INSTRUCTION
Reproduce the listing below word for word, leaving out the pictures.

LISTED RECORDS
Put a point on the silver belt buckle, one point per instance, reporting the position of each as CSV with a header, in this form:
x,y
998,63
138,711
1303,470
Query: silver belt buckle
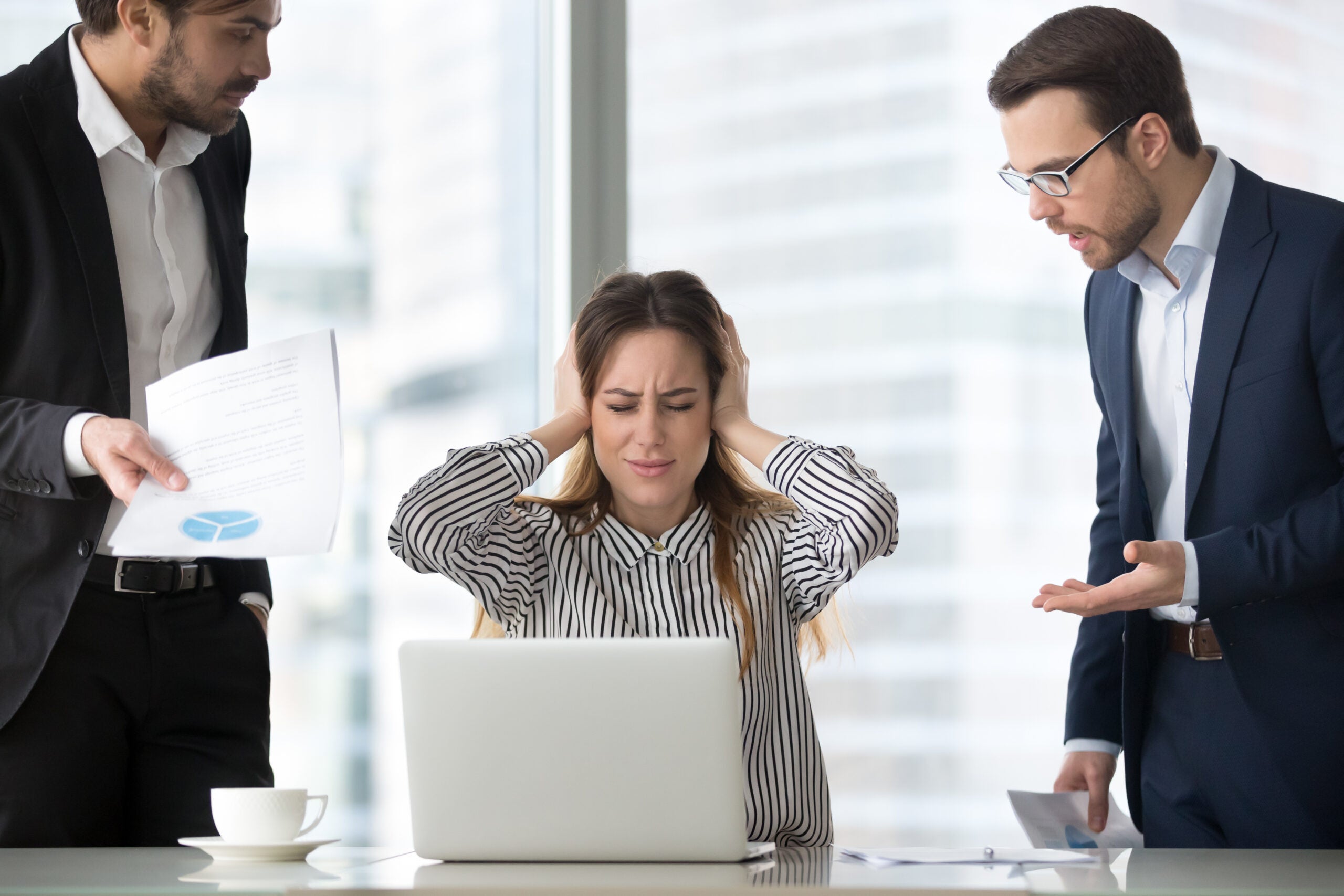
x,y
116,579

ANSWER TO THE TASK
Put a point on the silver belt buckle, one point per instance, reporting the position of each as CSV with a header, in this form:
x,y
998,63
138,711
1303,470
Query: silver belt buckle
x,y
116,579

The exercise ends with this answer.